WRITTEN REQUEST:
How many of the lines below contain the word "right"? Reply with the number alone.

Records taken from a data source

<<<<

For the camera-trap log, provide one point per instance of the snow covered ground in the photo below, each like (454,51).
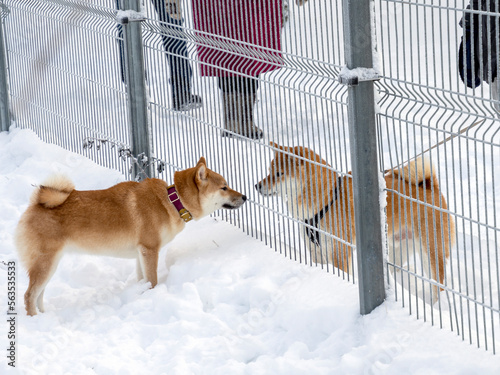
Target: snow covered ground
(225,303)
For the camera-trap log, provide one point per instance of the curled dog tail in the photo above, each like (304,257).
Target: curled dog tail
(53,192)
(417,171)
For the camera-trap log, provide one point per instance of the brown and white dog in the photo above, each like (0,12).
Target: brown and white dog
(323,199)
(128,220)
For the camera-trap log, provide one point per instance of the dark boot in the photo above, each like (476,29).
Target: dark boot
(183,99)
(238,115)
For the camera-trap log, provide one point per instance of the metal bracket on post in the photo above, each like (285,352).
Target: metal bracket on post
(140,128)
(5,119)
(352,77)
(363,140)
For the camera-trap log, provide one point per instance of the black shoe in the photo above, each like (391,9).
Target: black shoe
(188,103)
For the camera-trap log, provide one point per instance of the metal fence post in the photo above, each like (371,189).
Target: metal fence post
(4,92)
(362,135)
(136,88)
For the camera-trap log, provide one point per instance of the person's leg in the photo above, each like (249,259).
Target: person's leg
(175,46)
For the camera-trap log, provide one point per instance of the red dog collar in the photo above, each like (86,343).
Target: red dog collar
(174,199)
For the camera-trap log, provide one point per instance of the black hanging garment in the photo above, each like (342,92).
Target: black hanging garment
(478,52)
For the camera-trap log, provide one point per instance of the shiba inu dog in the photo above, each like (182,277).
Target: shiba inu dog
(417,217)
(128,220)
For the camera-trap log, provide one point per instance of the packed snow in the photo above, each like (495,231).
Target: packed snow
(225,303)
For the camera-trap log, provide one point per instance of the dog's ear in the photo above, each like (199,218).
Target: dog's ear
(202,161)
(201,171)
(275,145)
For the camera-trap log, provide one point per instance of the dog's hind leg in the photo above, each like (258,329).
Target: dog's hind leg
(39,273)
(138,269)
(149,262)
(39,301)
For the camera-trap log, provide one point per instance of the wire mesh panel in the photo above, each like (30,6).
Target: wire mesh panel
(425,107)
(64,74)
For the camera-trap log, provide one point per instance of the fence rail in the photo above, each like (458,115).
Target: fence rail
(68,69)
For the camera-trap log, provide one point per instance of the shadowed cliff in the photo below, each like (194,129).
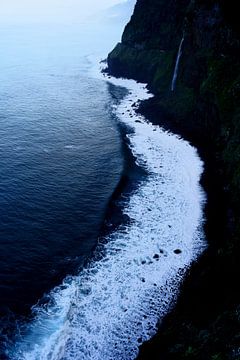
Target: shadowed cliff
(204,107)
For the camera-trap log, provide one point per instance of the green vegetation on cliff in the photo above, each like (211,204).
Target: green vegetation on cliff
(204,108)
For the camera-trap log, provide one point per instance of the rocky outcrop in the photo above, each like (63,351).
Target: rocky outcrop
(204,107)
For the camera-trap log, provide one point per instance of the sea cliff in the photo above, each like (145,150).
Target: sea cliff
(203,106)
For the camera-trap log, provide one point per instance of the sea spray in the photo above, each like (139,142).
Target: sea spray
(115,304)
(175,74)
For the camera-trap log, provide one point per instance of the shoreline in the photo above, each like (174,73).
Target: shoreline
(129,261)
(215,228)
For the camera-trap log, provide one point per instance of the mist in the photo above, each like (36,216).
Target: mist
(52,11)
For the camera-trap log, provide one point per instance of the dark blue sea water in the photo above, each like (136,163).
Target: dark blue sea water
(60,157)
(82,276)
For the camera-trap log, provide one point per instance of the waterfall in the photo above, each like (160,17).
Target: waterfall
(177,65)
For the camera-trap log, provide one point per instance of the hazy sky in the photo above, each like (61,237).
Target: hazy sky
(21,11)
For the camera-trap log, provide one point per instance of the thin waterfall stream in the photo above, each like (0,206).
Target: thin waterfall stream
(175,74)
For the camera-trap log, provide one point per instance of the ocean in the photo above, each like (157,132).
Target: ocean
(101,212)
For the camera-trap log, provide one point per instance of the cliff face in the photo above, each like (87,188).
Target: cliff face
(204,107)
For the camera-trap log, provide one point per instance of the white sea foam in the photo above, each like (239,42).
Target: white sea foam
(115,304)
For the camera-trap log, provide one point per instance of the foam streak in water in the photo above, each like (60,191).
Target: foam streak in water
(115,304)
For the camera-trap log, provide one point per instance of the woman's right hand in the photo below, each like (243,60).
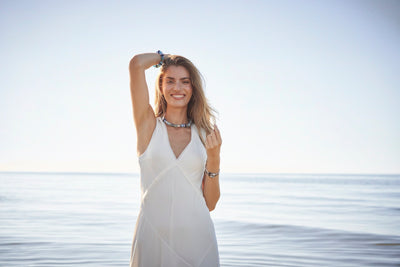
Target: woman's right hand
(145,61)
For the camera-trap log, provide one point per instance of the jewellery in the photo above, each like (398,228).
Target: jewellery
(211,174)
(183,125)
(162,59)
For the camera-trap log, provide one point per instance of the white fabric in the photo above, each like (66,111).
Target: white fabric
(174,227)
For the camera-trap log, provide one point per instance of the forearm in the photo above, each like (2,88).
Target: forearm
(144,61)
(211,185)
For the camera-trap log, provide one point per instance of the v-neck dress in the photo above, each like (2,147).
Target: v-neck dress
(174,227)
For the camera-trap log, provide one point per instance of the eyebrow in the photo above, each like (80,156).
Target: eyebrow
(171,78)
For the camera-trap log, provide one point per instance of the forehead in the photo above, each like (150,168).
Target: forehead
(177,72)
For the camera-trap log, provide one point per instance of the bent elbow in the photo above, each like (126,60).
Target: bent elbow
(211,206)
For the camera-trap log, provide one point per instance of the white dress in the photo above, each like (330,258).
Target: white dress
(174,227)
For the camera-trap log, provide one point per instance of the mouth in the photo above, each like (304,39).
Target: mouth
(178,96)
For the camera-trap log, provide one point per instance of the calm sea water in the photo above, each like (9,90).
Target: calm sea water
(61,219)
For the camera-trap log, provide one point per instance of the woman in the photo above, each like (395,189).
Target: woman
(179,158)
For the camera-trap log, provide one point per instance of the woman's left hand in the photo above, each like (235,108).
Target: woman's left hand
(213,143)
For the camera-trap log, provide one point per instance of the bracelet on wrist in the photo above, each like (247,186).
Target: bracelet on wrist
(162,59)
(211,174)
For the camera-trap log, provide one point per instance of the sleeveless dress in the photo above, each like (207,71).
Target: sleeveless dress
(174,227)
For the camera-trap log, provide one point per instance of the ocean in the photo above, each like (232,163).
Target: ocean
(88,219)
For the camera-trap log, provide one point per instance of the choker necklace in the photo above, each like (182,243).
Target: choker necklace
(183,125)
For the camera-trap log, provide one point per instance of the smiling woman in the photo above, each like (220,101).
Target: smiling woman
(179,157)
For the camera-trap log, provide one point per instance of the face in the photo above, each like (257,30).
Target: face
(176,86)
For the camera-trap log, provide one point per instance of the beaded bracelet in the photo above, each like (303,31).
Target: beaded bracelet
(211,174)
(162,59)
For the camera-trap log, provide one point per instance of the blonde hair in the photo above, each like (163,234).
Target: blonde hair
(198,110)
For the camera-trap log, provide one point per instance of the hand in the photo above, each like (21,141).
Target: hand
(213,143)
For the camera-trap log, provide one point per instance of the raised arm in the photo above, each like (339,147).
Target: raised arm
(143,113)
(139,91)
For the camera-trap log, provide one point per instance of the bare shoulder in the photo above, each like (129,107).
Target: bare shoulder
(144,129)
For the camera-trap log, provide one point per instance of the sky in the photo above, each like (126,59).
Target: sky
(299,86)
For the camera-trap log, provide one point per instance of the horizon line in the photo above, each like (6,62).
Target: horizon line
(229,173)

>>>>
<<<<

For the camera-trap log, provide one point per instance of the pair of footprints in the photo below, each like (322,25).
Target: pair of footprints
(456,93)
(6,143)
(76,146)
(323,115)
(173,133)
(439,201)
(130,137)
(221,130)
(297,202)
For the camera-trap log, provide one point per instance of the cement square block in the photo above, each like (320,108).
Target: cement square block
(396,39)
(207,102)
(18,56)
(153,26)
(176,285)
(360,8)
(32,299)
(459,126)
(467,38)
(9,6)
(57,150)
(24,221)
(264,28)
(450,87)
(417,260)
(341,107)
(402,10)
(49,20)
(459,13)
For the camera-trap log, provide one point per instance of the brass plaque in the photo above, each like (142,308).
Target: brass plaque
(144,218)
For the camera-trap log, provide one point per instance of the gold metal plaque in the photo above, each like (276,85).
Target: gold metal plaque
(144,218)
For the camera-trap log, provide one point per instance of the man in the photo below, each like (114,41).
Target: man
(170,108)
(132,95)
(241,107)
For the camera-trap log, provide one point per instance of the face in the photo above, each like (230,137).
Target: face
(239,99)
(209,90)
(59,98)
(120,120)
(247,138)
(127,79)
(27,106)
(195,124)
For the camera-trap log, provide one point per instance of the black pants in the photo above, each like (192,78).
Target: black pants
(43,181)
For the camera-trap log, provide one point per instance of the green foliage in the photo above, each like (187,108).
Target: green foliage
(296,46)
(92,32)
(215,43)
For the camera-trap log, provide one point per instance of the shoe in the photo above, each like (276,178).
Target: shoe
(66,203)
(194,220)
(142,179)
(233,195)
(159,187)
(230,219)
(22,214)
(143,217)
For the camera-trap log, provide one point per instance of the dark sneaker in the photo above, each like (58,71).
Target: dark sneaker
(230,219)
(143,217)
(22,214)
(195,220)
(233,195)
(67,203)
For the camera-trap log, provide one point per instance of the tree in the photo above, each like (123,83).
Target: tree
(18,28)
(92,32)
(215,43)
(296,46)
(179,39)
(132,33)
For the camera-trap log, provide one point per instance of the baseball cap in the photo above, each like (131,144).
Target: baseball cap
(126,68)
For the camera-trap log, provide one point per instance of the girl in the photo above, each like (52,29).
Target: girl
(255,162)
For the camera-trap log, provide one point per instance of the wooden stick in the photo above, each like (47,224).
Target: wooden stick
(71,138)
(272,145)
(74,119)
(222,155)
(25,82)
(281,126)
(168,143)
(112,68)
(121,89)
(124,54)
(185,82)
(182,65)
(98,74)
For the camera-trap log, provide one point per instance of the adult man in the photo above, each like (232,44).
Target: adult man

>>>>

FULL OUTPUT:
2